Aufgabe
Bitte setzen Sie den Text über die Besetzung der Notarstellen im Amtsgerichtsbezirk N. im Anschluss an seinen letzten Satz fort.

Der Geschäftswert für das Beschwerdeverfahren wird auf 50.000 €

festgesetzt.

Gründe

I. Die Antragsgegnerin schrieb im Juni 2007 in den Schleswig-Holsteinischen Anzeigen für den Amtsgerichtsbezirk N. zwei Stellen für Anwaltsnotare aus, auf die sich neben einem weiteren Rechtsanwalt der Antragsteller und die weiteren Beteiligten bewarben. Der Ablauf der Bewerbungsfrist war am 31. Juli 2007. Das Auswahlverfahren führte die Antragsgegnerin gemäß § 6 der Allgemeinen Verfügung über die Angelegenheiten der Notarinnen und der Notare (im Folgenden: AVNot) in der Fassung vom 21. August 2006 (SchlHA S. 307) durch. Für den weiteren Beteiligten zu 2 ermittelte sie eine Gesamtpunktzahl von 243,95 und für den Antragsteller von 238,35, der damit den dritten Rang einnahm. Punktestärkster Bewerber war der weitere Beteiligte zu 1. Mit Bescheid vom 7. Februar 2008, zugestellt am 13. Februar 2008, teilte die Antragsgegnerin dem Antragsteller mit, dass sie beabsichtige, die ausgeschriebenen Notarstellen mit den weiteren Beteiligten zu besetzen.

[Punktbasierte Annotationsdaten]
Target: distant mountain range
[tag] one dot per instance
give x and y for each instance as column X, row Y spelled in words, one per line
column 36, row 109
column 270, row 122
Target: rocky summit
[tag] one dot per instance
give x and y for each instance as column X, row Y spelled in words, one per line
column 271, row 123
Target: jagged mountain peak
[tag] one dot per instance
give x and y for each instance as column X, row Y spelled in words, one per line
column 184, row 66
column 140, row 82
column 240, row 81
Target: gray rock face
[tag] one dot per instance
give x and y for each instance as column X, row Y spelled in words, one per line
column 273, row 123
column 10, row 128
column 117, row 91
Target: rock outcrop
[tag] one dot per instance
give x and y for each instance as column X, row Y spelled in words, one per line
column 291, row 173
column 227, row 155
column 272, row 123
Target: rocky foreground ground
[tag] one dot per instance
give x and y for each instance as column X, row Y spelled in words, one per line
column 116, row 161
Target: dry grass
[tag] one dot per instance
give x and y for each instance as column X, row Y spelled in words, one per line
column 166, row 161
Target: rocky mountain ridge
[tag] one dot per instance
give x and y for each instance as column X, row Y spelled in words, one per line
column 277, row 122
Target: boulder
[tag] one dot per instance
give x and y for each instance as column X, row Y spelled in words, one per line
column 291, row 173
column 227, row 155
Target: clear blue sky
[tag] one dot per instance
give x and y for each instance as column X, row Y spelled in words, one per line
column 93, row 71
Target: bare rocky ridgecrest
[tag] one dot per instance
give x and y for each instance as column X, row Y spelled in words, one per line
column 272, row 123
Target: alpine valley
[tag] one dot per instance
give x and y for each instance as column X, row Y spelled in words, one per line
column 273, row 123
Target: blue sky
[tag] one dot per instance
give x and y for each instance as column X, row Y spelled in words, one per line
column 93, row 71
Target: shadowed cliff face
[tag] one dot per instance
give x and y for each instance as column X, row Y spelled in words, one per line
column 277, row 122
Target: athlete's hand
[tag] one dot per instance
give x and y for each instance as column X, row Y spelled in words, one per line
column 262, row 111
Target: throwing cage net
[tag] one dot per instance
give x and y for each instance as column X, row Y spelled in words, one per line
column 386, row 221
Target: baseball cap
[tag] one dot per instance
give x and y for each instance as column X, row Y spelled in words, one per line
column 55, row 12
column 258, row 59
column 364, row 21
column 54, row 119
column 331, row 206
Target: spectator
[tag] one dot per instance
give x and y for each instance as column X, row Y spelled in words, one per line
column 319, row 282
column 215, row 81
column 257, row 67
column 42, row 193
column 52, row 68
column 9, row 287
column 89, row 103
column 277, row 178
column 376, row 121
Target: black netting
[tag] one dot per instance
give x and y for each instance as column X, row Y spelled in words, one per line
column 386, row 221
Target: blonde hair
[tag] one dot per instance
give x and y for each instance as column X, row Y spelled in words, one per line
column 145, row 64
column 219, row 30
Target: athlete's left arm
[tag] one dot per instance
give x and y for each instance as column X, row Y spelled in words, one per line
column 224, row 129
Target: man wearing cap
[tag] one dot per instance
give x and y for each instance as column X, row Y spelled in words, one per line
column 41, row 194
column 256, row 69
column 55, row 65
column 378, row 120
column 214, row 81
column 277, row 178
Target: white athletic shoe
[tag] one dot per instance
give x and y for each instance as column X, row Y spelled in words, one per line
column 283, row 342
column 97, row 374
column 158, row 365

Antwort folgt
Dagegen hat der Antragsteller unter Beifügung des angefochtenen Bescheides beim Oberlandesgericht zunächst beantragt, im Wege der einstweiligen Anordnung der Antragsgegnerin die Besetzung der beiden Stellen mit den weiteren Beteiligten zu untersagen, solange über seinen Antrag "auf Unterlassen und erneute Bescheidung" nicht entschieden sei. Mit weiterem Schriftsatz vom 13. März 2008, beim Oberlandesgericht eingegangen am selben Tage, hat er "den Antrag" insoweit ergänzt, als die Antragsgegnerin zugleich verpflichtet werden sollte, ihn in Bezug auf die Zuweisung einer Notarstelle neu zu bescheiden.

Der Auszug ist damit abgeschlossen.